- [RECORDS TO USE]

>>>

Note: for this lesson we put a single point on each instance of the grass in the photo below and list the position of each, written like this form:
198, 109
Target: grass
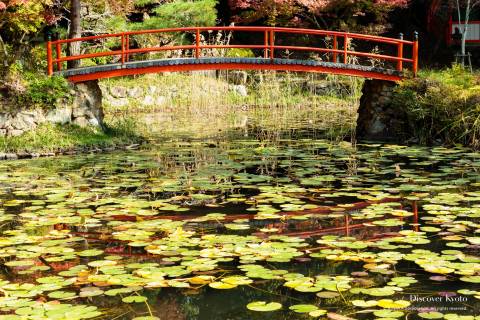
443, 106
54, 138
199, 105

<<<

- [SET EXERCISE] Reproduce all of the material exactly, apart from the pictures.

- [ANSWER TO THIS PROBLEM]
Note: for this lesson we put a single point on each instance of the grass in the photo below and list the position of each, written like this form:
198, 109
Target: grass
443, 106
54, 138
199, 105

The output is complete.